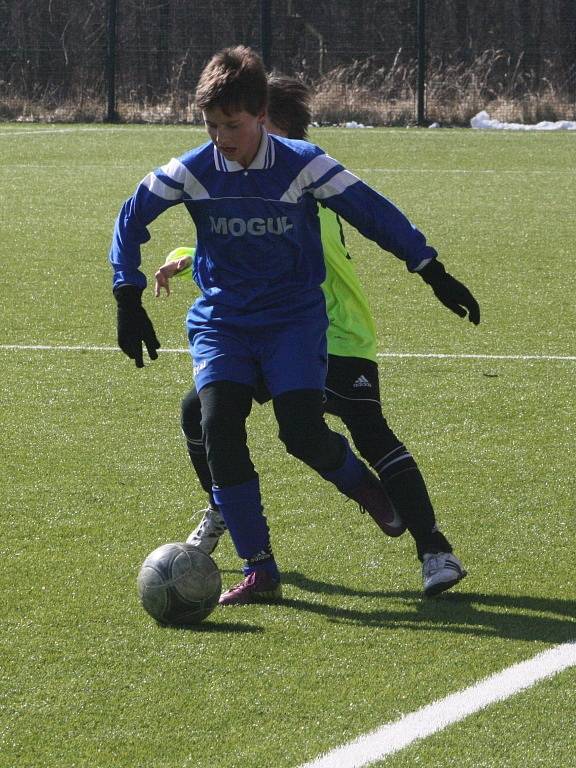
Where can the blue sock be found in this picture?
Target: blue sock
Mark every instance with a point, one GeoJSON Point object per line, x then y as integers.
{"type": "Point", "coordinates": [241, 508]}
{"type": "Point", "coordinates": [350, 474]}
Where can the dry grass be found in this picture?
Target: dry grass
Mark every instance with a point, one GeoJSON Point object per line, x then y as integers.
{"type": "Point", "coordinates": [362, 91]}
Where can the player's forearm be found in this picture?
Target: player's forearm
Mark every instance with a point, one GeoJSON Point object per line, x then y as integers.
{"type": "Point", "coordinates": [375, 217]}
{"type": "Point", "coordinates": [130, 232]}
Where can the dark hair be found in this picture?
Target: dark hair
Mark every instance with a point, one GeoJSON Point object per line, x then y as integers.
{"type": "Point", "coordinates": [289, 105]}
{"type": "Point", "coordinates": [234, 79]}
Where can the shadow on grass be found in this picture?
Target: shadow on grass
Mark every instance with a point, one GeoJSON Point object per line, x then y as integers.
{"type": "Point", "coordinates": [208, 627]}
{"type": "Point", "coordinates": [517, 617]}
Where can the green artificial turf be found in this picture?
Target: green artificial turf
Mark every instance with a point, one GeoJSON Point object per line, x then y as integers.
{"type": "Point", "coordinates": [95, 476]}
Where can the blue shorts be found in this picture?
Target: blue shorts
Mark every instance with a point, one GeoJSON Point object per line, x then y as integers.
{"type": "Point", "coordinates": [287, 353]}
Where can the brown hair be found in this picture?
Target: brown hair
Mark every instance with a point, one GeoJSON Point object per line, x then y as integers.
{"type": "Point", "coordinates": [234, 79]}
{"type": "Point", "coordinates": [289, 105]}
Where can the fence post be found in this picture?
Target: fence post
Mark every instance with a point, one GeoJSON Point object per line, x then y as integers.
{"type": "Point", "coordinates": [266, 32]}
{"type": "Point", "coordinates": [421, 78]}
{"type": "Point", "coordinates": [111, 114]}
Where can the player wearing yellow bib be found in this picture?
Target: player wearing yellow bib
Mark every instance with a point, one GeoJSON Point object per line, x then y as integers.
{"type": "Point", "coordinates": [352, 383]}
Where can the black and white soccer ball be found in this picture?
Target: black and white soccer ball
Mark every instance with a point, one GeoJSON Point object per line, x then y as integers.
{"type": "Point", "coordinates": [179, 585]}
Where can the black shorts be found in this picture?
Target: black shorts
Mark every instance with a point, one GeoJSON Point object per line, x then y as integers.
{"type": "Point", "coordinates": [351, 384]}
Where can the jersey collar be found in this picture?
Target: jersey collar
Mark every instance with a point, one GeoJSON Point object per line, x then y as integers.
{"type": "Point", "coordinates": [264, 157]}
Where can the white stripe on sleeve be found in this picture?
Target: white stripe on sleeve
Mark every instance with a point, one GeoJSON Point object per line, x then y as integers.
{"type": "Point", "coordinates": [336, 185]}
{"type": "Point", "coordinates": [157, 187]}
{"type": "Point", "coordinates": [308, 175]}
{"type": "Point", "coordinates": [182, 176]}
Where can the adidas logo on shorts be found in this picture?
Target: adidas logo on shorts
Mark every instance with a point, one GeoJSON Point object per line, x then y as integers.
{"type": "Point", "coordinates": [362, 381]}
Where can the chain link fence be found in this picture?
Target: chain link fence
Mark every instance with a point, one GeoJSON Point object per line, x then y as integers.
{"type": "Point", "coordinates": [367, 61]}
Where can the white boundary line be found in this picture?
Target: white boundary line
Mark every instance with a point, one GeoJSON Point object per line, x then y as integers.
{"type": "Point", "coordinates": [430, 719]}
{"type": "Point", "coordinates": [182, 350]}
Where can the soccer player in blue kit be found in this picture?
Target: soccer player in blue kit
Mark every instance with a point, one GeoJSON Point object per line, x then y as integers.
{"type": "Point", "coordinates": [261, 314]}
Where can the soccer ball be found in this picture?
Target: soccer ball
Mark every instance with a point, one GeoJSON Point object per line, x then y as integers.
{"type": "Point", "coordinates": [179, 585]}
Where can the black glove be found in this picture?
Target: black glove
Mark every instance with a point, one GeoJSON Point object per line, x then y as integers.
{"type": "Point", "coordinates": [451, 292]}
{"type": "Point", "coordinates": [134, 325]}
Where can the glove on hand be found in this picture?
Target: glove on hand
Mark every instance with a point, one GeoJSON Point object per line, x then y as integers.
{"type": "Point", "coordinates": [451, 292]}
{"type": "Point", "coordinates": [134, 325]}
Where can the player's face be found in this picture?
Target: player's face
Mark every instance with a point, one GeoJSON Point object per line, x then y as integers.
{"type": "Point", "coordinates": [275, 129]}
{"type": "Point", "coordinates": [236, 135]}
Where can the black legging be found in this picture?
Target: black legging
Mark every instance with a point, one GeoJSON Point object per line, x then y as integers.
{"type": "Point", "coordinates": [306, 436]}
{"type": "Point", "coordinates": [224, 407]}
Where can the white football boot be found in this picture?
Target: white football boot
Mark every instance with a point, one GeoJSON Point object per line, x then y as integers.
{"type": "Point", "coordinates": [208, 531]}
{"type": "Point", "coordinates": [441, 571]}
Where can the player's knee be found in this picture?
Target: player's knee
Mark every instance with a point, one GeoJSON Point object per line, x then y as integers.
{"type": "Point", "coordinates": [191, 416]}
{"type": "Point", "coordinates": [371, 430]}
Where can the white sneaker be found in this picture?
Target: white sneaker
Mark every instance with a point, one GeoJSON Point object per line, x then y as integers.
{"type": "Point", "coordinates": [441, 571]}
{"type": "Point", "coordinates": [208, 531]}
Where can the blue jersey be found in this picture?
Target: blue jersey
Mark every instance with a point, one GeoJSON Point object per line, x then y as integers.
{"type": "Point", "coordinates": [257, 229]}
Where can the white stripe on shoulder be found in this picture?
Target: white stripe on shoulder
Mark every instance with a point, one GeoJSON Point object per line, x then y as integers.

· · · ·

TASK GOAL – Where the string "green" appears in a line of the material above, count that line, and say only how many there are.

EXERCISE RESULT – 2